[Region labeling records]
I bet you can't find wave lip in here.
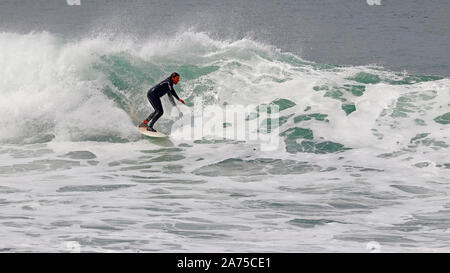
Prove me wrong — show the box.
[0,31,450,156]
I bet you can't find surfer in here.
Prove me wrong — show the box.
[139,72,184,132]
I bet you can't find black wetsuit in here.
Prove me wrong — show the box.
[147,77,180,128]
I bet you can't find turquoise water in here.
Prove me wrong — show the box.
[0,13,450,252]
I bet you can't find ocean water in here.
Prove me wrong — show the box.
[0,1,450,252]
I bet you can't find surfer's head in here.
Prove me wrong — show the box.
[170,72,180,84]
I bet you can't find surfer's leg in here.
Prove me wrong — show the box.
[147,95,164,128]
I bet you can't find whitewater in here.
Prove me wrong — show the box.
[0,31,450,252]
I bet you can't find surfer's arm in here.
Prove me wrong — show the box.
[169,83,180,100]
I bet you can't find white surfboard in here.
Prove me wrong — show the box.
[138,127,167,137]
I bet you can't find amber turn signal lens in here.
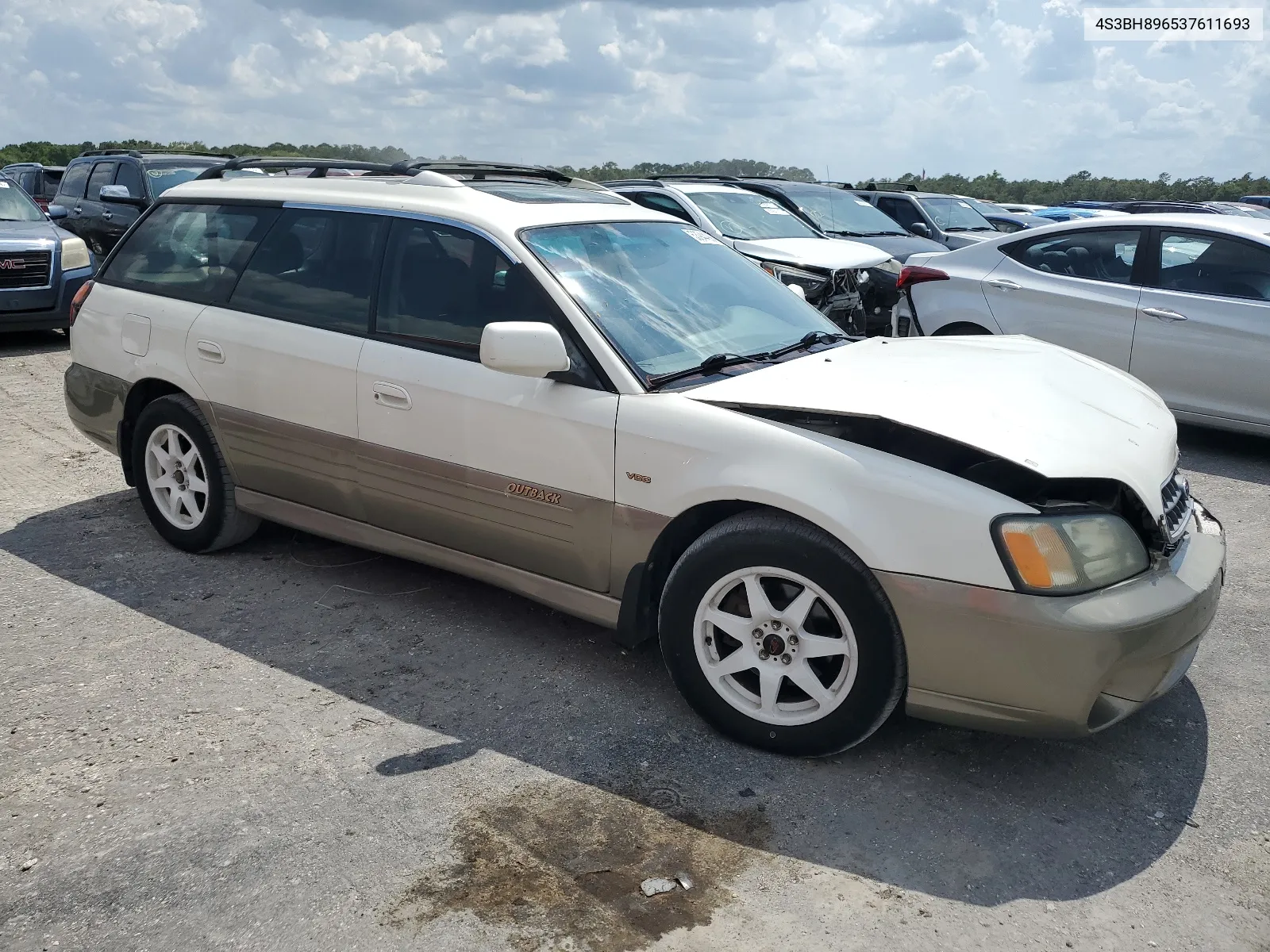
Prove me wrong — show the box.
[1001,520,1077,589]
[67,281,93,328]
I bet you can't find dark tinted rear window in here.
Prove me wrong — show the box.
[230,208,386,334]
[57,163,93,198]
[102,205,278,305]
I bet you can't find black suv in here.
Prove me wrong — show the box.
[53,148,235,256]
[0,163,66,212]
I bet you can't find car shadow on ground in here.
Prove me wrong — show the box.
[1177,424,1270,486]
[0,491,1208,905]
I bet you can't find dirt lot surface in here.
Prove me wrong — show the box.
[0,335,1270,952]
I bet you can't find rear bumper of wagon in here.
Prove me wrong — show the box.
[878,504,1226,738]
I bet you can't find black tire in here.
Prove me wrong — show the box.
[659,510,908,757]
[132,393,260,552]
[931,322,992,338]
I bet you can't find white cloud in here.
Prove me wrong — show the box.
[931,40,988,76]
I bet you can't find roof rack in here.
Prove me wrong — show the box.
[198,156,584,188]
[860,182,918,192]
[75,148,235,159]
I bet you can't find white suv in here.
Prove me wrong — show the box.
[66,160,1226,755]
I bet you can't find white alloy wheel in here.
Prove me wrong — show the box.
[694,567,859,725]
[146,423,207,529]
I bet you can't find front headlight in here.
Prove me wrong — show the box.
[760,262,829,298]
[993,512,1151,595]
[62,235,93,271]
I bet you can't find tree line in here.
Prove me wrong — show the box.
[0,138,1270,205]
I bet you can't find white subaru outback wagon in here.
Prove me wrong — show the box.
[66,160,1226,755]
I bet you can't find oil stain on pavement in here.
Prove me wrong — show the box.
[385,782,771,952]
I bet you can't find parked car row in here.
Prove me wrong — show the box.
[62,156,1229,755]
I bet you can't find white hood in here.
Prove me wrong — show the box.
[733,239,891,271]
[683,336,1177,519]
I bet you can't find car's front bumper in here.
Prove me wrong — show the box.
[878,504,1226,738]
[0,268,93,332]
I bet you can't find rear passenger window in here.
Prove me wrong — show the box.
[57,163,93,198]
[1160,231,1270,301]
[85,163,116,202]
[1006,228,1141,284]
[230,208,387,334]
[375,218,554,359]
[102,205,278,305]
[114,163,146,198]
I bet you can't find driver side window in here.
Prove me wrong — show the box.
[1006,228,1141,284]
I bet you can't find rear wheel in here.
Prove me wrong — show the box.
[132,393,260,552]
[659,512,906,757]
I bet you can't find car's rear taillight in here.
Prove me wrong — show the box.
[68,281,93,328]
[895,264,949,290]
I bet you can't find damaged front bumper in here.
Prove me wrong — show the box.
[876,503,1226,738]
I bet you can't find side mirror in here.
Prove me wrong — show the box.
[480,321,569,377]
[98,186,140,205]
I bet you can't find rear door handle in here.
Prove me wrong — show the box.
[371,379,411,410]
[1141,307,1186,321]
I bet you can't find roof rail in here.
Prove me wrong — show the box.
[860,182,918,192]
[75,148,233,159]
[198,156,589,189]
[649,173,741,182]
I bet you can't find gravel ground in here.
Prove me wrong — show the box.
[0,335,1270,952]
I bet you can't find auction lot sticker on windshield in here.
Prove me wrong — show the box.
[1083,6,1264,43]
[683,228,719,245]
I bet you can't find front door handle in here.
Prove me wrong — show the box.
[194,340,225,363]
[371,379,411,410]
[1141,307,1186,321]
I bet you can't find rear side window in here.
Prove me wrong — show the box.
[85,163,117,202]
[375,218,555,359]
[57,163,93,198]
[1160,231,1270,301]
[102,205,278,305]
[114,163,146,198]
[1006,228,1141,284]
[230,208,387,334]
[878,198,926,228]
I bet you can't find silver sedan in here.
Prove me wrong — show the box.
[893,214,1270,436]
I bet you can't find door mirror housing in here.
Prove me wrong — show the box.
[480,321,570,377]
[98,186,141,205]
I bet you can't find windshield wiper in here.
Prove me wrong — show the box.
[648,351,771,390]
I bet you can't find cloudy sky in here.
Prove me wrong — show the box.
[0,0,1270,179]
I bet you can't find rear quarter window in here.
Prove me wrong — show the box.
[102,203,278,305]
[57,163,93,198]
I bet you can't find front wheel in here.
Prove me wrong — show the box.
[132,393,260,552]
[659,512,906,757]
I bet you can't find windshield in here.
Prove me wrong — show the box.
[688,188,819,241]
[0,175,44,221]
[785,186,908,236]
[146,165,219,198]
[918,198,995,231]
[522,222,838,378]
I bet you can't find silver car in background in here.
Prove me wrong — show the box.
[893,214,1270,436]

### What to work on
Can you edit the rows from the line with "I bet you can't find rear quarter" up to and including the last line of the rows, changing "show the box" to "mark the box" and leaving everything else the same?

### Correct result
I bet you can't find rear quarter window in here.
Prove me wrong — mark the box.
[102,203,278,305]
[57,163,93,198]
I bet you can't find front wheel in here.
Prove me wrong — mark the box.
[132,393,260,552]
[659,512,906,757]
I bet you can't find windshield in here.
Prove me wrong — mark the box.
[688,188,819,241]
[0,175,44,221]
[785,186,908,236]
[146,165,219,198]
[918,198,995,231]
[522,222,838,378]
I bet you can't find silver car in background in here.
Prove me wrong — mark the box.
[893,214,1270,436]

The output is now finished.